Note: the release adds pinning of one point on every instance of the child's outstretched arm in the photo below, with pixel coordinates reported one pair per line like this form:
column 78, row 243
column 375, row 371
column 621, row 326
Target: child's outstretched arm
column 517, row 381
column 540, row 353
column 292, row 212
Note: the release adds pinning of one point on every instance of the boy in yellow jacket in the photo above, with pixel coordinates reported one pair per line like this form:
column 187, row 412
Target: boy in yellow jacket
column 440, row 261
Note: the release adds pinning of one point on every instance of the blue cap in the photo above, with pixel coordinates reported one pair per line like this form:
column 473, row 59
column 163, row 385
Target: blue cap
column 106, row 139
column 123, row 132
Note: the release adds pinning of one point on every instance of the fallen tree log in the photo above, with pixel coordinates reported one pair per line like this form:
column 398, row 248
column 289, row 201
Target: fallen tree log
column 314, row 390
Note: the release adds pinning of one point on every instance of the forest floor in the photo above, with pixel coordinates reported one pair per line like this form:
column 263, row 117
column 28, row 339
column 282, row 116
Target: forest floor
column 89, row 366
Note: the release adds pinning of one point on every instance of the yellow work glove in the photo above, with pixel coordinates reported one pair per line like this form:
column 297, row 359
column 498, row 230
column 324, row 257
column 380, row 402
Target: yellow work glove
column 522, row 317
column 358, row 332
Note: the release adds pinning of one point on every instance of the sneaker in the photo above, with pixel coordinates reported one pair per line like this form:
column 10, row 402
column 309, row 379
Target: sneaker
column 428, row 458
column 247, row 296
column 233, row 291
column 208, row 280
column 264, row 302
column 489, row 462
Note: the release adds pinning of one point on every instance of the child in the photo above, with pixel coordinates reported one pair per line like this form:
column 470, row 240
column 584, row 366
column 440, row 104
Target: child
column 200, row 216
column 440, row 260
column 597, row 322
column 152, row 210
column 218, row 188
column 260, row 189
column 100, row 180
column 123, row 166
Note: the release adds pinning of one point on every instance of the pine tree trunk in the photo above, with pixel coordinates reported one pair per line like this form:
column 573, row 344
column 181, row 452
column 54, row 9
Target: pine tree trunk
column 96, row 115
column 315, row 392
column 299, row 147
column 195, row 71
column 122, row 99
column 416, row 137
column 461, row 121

• _Problem details_
Print again the lines of the entries above that fall between the line holding "column 498, row 230" and the line holding "column 309, row 379", inclusive, exactly as they stand.

• _Answer space_
column 498, row 230
column 324, row 257
column 380, row 402
Target: yellow work glove
column 522, row 317
column 358, row 332
Note: the release adds pinning of one point on every instance of the sneaker in the photo above, with pixel coordinates reported one pair per line like this form:
column 10, row 402
column 309, row 379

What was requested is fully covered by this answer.